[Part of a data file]
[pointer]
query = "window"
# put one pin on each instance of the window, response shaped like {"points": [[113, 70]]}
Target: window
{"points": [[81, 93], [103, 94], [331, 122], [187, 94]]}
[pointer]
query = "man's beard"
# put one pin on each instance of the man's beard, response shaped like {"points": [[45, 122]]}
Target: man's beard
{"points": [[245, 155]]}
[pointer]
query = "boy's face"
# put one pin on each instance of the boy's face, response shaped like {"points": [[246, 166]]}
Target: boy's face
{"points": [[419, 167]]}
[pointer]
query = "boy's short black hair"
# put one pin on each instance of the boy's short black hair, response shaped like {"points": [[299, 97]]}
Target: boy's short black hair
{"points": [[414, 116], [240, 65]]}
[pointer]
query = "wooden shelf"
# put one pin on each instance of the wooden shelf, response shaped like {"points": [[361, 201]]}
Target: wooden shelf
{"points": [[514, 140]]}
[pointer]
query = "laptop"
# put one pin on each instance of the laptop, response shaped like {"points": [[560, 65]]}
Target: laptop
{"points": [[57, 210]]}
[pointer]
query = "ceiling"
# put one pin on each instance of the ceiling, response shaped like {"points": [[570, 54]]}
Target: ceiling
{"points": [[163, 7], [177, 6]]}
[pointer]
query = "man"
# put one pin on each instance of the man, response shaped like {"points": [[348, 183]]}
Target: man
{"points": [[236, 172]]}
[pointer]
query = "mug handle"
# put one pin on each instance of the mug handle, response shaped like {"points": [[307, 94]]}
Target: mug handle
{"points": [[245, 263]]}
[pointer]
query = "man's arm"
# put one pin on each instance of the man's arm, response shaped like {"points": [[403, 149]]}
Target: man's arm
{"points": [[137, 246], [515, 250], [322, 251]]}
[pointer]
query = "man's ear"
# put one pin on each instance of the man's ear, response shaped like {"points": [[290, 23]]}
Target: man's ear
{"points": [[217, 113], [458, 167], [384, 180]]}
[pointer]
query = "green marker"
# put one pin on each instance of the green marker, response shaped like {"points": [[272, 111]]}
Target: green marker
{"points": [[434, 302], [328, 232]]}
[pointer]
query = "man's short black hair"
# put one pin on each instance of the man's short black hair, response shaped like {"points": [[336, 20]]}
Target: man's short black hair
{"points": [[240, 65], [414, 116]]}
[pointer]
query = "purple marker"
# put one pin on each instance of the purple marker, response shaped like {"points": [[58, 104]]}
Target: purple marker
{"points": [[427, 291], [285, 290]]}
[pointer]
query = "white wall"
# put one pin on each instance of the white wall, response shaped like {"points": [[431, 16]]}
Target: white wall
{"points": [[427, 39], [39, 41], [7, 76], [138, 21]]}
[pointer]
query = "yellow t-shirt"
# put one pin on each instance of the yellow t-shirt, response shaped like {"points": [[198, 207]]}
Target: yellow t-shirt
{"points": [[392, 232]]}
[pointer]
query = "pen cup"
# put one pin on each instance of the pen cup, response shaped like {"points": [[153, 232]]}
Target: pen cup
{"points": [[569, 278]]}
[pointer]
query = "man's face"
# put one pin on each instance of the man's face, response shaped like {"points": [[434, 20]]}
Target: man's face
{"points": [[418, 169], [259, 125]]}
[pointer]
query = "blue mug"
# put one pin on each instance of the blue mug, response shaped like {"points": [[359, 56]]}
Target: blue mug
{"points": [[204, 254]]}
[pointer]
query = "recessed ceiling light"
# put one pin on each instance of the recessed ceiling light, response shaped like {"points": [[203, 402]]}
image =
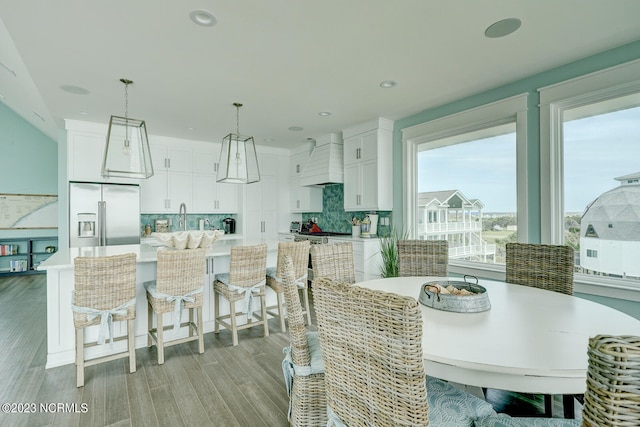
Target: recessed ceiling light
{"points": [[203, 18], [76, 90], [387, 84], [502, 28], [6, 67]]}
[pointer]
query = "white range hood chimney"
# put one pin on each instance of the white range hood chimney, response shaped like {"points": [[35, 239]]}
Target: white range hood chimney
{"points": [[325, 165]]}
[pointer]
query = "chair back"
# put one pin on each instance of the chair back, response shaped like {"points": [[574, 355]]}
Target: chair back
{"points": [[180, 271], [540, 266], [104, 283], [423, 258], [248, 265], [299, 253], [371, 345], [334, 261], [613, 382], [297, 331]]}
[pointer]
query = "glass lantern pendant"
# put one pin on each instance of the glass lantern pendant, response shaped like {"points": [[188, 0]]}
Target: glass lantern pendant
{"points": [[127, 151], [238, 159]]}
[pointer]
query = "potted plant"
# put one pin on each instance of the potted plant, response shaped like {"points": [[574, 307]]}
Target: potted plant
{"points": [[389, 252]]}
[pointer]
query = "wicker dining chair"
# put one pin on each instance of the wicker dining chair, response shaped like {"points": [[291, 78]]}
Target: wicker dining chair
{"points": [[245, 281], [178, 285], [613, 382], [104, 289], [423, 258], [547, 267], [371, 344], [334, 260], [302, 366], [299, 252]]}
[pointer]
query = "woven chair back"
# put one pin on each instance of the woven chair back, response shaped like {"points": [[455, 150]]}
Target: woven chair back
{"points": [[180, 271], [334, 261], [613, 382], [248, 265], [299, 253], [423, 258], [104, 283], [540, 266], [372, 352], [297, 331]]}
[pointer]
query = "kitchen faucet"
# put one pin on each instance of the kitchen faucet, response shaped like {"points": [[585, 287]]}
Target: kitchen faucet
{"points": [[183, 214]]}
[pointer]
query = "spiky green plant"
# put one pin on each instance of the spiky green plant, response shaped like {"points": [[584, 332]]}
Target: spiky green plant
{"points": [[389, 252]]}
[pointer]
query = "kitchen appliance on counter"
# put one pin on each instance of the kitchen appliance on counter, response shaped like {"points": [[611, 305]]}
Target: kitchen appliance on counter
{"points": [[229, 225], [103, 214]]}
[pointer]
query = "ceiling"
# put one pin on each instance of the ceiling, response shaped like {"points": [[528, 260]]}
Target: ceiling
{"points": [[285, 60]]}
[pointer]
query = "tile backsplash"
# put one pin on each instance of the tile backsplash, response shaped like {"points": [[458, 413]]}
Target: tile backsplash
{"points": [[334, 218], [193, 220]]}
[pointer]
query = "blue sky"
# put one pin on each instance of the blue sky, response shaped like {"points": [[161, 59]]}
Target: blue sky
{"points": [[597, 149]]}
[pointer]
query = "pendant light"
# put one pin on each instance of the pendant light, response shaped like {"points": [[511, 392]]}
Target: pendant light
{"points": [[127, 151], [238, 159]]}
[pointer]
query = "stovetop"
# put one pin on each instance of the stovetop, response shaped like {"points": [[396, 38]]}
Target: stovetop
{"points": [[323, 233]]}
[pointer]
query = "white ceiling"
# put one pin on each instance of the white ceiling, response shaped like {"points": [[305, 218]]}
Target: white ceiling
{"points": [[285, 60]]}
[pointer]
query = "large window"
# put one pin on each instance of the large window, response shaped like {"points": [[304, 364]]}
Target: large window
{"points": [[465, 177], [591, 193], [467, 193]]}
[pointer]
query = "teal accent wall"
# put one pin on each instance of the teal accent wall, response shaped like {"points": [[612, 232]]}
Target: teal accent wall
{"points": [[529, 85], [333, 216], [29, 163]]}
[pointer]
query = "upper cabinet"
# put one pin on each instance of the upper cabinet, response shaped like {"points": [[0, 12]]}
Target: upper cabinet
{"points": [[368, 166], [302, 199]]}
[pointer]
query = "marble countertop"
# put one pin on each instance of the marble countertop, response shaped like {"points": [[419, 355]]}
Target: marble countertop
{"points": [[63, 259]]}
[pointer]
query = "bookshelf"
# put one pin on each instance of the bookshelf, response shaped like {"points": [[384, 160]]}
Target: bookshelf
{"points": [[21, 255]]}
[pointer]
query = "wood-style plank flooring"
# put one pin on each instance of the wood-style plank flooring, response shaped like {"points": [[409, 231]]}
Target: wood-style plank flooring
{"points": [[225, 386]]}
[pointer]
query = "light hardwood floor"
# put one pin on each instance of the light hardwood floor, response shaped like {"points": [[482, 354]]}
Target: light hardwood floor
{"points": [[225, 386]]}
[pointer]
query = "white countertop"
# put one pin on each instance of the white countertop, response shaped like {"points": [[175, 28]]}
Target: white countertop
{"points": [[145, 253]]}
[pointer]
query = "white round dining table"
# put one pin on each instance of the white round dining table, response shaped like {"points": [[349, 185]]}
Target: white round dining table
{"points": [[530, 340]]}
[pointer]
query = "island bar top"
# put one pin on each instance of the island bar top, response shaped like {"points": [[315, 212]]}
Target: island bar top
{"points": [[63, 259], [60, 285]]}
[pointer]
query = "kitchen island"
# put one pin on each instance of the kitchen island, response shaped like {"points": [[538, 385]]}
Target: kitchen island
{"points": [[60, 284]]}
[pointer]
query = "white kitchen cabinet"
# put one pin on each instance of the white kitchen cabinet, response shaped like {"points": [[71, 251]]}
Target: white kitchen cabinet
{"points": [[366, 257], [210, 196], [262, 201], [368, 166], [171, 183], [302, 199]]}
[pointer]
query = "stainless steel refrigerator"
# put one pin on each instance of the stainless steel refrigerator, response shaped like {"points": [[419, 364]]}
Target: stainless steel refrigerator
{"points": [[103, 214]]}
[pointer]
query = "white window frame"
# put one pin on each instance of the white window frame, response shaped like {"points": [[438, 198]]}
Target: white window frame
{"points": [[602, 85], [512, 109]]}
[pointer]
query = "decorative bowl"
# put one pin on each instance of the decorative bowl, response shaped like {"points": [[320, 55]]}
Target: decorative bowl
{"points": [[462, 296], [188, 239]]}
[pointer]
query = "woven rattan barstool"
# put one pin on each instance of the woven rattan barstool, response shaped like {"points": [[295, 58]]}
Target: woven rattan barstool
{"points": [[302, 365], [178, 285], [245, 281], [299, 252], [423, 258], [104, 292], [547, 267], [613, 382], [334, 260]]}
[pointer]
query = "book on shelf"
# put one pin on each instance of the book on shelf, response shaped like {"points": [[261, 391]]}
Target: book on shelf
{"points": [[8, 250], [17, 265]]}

* * *

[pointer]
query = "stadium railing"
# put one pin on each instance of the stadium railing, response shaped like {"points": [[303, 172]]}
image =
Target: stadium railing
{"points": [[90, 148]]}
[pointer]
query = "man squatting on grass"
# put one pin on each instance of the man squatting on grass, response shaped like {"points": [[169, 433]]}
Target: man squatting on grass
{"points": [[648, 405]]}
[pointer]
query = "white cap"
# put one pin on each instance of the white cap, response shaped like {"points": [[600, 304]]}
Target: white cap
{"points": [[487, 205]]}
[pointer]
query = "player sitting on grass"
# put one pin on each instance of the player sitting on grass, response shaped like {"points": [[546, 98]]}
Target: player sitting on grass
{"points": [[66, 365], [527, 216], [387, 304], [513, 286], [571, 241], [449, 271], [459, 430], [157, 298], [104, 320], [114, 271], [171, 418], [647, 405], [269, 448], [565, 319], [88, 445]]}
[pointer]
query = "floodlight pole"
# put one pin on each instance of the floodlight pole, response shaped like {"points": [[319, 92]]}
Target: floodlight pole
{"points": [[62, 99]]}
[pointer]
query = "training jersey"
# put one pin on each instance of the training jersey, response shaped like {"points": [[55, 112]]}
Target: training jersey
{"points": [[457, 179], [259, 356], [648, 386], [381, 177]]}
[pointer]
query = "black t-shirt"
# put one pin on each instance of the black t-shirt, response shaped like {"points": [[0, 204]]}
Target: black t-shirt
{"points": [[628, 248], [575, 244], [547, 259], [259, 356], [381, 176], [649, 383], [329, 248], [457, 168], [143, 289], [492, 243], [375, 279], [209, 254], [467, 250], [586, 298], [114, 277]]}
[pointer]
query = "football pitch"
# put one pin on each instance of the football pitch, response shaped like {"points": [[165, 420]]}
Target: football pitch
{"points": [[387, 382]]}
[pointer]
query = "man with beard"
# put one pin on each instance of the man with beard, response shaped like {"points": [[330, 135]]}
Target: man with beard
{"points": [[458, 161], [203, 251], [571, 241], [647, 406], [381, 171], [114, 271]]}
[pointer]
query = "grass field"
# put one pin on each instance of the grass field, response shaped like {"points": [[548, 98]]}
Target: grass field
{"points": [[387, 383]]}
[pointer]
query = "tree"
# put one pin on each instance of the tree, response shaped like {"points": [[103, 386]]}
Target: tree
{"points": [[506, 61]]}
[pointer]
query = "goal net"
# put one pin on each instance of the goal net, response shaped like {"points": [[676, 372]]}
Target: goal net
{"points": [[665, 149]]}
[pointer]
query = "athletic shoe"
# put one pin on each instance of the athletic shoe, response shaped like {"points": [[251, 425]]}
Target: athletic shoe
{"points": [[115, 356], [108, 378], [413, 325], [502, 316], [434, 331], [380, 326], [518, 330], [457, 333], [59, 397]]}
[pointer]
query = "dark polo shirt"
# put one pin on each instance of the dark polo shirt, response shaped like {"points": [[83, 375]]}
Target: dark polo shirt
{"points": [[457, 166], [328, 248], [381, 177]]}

### Task to carry out
List every line in the records above that contains the string "shoe".

### Answer below
query = "athletic shoe"
# put one pin on each instance of the athletic shoe, response shaped like {"points": [[251, 425]]}
Target: athletic shoe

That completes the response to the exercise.